- Entries for locating named things:
------------
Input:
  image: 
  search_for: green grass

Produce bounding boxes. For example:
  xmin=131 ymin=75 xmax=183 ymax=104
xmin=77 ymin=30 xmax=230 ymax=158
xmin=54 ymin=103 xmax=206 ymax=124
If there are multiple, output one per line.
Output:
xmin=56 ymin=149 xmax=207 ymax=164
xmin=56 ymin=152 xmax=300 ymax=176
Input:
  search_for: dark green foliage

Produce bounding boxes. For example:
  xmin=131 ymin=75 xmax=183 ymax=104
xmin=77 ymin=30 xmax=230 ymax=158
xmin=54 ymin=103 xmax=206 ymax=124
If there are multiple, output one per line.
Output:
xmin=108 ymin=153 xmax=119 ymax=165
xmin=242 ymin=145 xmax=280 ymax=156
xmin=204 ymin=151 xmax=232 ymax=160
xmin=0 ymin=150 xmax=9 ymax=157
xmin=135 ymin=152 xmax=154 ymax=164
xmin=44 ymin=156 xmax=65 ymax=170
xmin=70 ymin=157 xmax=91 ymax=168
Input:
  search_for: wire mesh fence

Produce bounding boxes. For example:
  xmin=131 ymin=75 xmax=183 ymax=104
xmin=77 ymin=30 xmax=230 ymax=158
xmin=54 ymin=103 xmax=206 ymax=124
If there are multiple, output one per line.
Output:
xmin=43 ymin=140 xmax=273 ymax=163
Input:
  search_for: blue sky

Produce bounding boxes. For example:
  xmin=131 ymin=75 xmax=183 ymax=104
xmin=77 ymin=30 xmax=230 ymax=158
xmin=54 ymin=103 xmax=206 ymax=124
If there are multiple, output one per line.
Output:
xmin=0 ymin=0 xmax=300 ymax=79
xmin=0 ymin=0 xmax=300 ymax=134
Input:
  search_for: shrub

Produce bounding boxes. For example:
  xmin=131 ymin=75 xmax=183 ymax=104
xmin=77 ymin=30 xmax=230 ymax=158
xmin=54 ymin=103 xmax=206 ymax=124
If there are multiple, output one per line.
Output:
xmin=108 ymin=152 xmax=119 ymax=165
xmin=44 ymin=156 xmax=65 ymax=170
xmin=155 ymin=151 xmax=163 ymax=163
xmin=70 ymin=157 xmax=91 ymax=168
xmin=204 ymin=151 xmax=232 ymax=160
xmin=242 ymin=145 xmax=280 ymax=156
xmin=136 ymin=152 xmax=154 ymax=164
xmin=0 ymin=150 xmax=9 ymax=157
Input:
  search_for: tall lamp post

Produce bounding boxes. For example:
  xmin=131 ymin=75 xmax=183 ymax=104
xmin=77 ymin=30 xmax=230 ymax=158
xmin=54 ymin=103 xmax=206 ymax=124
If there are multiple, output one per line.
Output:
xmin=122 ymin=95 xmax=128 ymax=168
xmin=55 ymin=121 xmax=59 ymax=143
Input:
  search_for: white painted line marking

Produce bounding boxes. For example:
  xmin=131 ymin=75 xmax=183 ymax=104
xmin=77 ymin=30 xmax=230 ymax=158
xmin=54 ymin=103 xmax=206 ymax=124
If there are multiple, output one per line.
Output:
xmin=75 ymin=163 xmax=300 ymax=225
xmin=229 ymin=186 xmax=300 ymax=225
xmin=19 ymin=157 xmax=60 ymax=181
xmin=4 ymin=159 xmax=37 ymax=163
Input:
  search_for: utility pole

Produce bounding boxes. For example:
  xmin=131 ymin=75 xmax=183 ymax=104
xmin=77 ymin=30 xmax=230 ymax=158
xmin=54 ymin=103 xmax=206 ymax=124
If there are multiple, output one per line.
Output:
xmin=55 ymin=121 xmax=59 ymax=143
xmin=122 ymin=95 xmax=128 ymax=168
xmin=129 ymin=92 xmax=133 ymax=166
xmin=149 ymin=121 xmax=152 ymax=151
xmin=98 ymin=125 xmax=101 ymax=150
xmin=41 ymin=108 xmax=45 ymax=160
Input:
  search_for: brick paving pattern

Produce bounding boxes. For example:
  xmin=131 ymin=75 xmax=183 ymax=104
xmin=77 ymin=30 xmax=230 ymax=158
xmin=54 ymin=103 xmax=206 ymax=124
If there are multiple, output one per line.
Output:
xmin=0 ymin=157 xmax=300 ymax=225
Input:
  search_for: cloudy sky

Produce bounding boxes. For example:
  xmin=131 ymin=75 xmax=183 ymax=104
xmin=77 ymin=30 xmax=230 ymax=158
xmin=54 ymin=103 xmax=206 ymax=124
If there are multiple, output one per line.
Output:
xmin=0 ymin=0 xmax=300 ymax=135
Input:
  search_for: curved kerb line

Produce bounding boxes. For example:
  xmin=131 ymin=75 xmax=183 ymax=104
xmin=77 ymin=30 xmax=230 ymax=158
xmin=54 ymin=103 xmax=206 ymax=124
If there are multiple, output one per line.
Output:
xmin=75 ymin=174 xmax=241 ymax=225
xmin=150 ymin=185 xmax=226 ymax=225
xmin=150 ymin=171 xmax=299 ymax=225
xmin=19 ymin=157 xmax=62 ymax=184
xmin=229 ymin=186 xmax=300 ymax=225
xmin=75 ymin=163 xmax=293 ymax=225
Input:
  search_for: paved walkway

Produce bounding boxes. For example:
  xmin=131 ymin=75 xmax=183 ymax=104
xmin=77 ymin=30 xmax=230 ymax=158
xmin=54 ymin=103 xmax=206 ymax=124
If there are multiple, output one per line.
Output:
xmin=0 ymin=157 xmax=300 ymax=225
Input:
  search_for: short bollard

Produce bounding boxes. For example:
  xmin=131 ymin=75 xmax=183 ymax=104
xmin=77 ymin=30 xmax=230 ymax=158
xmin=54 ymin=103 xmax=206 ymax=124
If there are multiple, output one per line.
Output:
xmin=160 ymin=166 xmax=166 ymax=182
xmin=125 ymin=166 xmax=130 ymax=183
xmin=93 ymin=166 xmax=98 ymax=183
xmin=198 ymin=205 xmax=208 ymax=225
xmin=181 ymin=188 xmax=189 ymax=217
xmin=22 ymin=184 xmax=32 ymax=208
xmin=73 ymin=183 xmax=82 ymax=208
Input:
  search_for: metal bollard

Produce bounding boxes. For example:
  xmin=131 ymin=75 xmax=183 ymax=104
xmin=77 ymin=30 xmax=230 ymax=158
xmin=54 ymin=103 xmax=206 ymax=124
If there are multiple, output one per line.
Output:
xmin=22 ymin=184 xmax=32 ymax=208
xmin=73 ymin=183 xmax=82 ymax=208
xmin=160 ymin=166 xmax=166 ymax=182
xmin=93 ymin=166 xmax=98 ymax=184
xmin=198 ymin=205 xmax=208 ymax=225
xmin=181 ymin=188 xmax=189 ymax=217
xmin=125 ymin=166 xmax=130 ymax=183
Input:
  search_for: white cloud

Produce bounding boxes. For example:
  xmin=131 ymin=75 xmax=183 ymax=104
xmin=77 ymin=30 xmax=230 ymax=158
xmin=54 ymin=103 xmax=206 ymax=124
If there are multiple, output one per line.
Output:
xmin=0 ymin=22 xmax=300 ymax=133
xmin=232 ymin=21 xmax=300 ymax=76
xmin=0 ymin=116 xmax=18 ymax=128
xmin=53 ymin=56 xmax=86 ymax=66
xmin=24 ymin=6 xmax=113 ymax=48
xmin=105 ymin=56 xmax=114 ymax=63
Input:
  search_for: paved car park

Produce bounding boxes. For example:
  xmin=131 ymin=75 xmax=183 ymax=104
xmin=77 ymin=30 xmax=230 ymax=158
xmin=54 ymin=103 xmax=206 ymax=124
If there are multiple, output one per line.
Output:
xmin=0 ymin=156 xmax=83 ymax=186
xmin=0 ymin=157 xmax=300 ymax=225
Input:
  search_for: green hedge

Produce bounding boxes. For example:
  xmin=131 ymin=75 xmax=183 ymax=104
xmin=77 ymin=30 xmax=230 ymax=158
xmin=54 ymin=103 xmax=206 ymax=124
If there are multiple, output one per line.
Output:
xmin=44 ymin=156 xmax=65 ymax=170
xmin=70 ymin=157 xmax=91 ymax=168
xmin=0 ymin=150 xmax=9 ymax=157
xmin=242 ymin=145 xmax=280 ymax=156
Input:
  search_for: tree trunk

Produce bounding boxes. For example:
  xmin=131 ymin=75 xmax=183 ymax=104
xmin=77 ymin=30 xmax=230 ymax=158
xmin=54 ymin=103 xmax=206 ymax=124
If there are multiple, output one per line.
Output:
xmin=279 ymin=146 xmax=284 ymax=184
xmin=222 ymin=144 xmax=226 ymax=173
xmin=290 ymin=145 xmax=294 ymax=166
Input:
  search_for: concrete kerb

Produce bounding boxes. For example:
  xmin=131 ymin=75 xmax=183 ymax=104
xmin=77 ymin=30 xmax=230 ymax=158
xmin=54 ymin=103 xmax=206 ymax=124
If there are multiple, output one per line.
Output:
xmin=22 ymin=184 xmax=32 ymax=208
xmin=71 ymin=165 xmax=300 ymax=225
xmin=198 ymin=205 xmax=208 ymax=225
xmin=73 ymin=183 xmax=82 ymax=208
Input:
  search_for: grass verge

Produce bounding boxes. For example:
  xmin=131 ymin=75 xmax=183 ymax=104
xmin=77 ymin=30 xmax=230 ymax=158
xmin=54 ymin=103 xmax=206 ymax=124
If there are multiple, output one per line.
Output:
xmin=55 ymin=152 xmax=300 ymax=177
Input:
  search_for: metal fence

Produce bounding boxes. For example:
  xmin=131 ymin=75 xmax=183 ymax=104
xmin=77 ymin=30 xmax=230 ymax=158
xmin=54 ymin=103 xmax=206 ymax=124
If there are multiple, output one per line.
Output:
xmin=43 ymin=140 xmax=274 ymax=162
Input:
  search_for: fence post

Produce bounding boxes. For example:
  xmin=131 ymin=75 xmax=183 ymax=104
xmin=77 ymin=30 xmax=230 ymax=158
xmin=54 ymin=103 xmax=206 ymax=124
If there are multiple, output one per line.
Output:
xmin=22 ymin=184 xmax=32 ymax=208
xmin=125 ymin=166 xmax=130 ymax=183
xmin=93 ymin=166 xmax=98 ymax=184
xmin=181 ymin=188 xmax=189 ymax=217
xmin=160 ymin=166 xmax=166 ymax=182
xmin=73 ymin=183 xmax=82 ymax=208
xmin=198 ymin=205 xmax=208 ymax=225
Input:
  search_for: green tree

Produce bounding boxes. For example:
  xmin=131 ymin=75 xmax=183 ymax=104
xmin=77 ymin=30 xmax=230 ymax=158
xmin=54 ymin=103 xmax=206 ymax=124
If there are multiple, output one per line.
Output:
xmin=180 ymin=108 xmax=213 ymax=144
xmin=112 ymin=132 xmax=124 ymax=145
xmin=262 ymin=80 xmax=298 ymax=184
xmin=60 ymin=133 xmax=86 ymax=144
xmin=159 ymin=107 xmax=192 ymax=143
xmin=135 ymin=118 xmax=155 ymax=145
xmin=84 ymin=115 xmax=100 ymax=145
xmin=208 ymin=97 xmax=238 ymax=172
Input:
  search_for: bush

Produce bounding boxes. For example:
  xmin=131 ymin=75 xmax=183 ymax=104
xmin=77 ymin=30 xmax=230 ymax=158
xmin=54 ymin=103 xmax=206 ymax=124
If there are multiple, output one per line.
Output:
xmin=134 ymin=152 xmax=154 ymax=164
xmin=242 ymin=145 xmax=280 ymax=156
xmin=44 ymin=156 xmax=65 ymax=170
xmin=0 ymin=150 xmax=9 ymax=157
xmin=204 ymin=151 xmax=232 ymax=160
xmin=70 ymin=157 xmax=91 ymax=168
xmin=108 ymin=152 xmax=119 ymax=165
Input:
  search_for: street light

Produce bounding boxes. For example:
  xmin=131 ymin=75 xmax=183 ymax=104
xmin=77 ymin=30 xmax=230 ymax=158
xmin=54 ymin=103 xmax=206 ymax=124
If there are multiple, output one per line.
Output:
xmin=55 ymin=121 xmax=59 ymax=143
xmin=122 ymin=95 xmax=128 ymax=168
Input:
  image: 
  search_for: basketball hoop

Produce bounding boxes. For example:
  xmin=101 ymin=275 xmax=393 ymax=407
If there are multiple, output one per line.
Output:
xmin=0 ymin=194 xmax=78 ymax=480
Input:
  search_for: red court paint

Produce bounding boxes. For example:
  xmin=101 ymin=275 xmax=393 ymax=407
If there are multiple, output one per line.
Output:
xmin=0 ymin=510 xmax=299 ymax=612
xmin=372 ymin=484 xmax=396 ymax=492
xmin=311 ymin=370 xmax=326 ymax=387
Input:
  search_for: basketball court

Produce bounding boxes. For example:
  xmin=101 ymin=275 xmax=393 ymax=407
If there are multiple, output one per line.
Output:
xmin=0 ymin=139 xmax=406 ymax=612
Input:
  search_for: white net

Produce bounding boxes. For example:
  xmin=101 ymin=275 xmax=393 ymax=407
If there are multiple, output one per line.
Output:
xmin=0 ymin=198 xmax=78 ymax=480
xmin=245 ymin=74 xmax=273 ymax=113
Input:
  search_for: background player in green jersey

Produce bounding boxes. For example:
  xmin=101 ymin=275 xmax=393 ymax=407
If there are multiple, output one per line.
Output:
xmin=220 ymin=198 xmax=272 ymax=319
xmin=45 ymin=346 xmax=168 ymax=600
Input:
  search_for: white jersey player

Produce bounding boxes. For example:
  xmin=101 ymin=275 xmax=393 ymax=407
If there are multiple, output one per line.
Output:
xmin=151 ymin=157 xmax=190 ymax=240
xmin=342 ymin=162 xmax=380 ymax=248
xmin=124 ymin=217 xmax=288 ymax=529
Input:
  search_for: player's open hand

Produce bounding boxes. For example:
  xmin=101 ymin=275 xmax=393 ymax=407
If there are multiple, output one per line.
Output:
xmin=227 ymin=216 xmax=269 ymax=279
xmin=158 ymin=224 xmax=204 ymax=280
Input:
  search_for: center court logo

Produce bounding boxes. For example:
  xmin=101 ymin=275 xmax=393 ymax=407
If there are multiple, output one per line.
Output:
------------
- Task description:
Count the lines in the data that contain the string "jersey", and give only the number.

- Response for this exercise:
2